◆ Instructions to follow
Omit all pictures, then retype the data exactly as given.

◆ Items
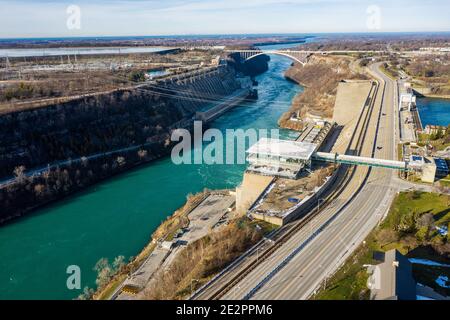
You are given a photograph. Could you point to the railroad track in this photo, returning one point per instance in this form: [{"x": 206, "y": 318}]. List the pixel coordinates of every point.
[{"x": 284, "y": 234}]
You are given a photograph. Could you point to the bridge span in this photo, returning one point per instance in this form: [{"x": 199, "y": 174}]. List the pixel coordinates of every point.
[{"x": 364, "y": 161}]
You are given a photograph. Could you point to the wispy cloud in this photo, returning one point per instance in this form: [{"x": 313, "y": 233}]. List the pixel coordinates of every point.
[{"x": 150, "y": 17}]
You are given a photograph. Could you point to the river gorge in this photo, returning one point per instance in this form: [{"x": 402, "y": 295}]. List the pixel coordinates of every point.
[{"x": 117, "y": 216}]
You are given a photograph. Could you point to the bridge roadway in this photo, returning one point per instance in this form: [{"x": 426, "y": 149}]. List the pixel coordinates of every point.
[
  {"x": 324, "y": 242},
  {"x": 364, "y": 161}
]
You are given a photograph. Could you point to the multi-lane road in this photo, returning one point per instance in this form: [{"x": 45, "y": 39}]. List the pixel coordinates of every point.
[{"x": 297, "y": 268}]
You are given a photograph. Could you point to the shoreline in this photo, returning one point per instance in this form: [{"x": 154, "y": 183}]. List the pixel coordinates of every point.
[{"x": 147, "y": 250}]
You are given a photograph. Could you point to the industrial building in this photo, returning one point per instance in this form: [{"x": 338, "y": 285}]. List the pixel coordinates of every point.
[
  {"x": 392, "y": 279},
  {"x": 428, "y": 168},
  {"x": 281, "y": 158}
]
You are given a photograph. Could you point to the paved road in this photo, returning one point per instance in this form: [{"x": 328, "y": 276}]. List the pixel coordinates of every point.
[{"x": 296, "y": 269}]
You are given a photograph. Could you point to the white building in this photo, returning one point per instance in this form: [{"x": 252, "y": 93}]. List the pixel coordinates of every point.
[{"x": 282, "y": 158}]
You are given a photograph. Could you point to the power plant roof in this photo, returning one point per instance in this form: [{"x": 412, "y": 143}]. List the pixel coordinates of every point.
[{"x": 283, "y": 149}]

◆ Finished answer
You are given a photograph. Could you point to the railroad track in this photo, returning one point per instance in this form: [{"x": 206, "y": 318}]. List the pixel coordinates of every point.
[{"x": 284, "y": 234}]
You are given a photograph. Could you point to the bridge span in this photo, returning one point per instance in this form: [{"x": 199, "y": 174}]. List the pixel coordinates of every point.
[{"x": 364, "y": 161}]
You are given a photograph. Could you point to the wispy cloud in this photo, returning one point per instance in this form: [{"x": 313, "y": 233}]. List the pixel coordinates of every point.
[{"x": 150, "y": 17}]
You are given a photograph. Could you point to the river gorge in this photo, returning one point per instance in this form: [{"x": 402, "y": 295}]. List the pixel coordinates of every point.
[{"x": 117, "y": 216}]
You are given a photograph. Could you point to the bridge roadway in this photo, returning one point per instance in this form: [{"x": 426, "y": 149}]. List the pixel coordinates of every point.
[
  {"x": 324, "y": 242},
  {"x": 364, "y": 161}
]
You are given a photograph. Could you point to the multi-lane road in this photo, returning one point per instance in this form: [{"x": 45, "y": 39}]. List the pixel coordinates of every point.
[{"x": 297, "y": 268}]
You are given a photograph. Could you point to the shoreline in this photo, returning one point per instance in this form: [{"x": 154, "y": 183}]. List the pixel coordinates of every point.
[{"x": 147, "y": 250}]
You are given a photograph. Could you point to the industrial building in this photo, returning one point per instance in this form: [{"x": 338, "y": 285}]. List the pixel coordinates of every point.
[
  {"x": 392, "y": 279},
  {"x": 428, "y": 168},
  {"x": 281, "y": 158}
]
You are given a photograph. Could you point to the paved road in this photo, returning one point per instance in this form: [{"x": 328, "y": 276}]. List the pixel coordinates of every point.
[{"x": 296, "y": 269}]
You are given a photograph. Could you point to the white building in this photo, returning one point per instance in this form: [{"x": 252, "y": 93}]. List the pixel coordinates of every point.
[{"x": 282, "y": 158}]
You are given a photograph. Could you point to the power plant roof in this photo, returning one point per instance in this form: [{"x": 412, "y": 143}]. List the pixel coordinates of every point.
[{"x": 283, "y": 149}]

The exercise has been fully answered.